3D convolution for human action recognition.

Human behavior recognition technology heavily relies on videos as inputs, which generate a large number of frames for each type of action and corresponding video clip. For instance, datasets such as UCF1019 and Kinetics10,11,12,13 can range from tens to hundreds of gigabytes. In addition, deep learning networks based on 3D convolution, such as C3D4, I3D10 and S3D14, require spatial and temporal feature extraction for all frames, resulting in extensive computation of image matrices. However, due to the high computational demands, only a few laboratories with powerful GPU and parallel computing capabilities can achieve optimal training speeds. As a result, the vast majority of researchers are unable to afford high-performance GPU training environments, which severely restricts experimental efficiency. Novel approaches that address these computational challenges and increase the accessibility of high-performance computing environments are therefore critical to the development of efficient human behavior recognition technology.

In the field of behavior videos analysis, the significant increase in the number of parameters and high computational complexity pose significant challenges. The main contributions of this study are as follows:

  • The ATC module is a seamlessly integrable module. It is capable of compressing datasets by removing redundant video frames with minimal loss of relevant information.

  • The ATC module reduces the number of training and testing samples by compressing data, thereby lowering the computational load and time complexity of the model.
::::::::::
List of tasks>
1 > Render this sentence from the text on 3D convolution for human action recognition in Spanish: "As a result, the vast majority of researchers are unable to afford high-performance GPU training environments, which severely restricts experimental efficiency."
2 > Write the next part of the text on 3D convolution for human action recognition, starting right after its final sentence.
The material below the text comes from an unrelated source.

Data block>
::::::::::
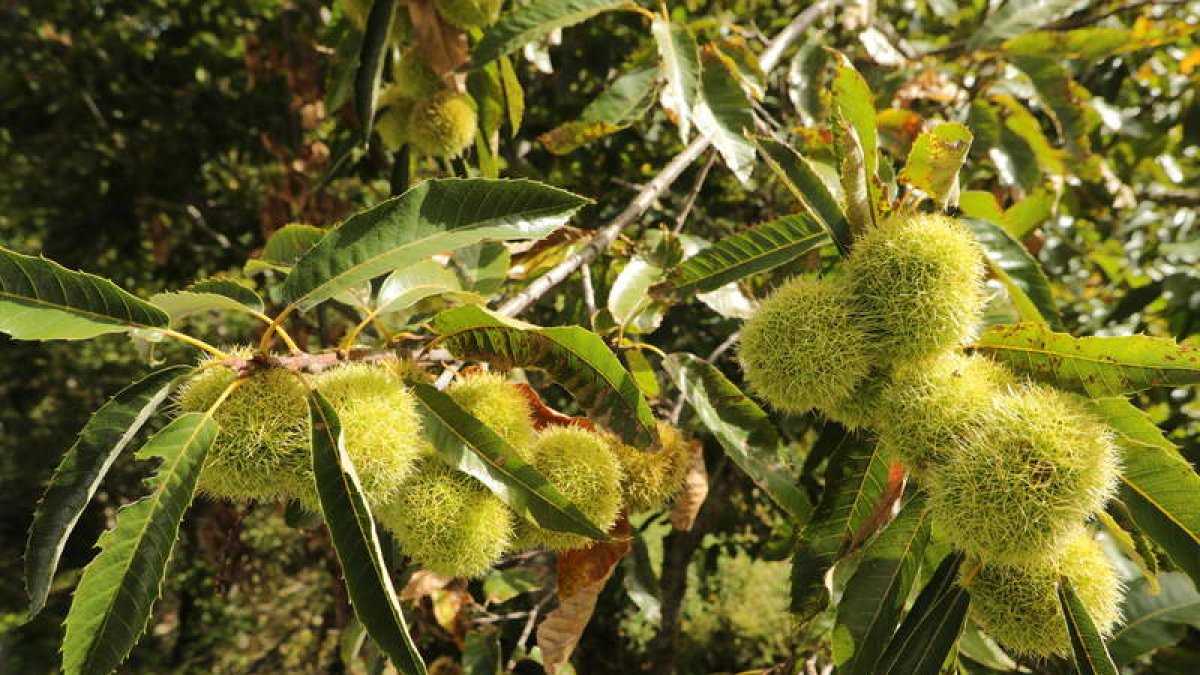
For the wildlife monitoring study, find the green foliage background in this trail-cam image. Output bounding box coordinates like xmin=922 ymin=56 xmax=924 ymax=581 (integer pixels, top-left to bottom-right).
xmin=0 ymin=0 xmax=1200 ymax=673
::::::::::
Outputs for the tasks>
1 > Como resultado, la gran mayoría de los investigadores no puede costear entornos de entrenamiento con GPU de alto rendimiento, lo que restringe gravemente la eficiencia experimental.

2 >
  • Experimental results demonstrate that this approach enhances experimental efficiency and model performance with negligible loss of accuracy.

Related work

Due to the outdated hardware equipment and the lack of effective extraction of video data features in the early days, traditional behavior recognition relied mainly on manual feature extraction to establish corresponding behavior models, which were then utilized to complete behavior recognition tasks15,16. The holistic representation method identifies human behavior in image sequences by extracting geometric features and motion information and represents actions through the 3D shape in the spatio-temporal domain by encoding relevant motion information in the image. Researchers have also explored local features such as scale-invariant feature transform (SIFT)17 points or spatio-temporal interest points (STIP)18 in the spatial domain to describe action information without correlation. Compared to the holistic representation method for behavior recognition, this approach can more effectively capture behavior characteristics and reduce the impact of occlusion.

With the rapid development of deep learning and computer hardware, applying it to video analysis has addressed the problem of insufficient accuracy in manual feature representation and avoided the subjectivity and variability in the process of designing features manually. To capture a connectivity between static images and dynamic processes, Simonyan et al.19 proposed the Two-Stream network, which calculates dense optical flow for every two frames of the video sequence and uses the video image and dense optical flow as inputs to two independent networks. However, this approach is not entirely end-to-end video analysis, as it requires offline computation of optical flow and cannot achieve real-time processing.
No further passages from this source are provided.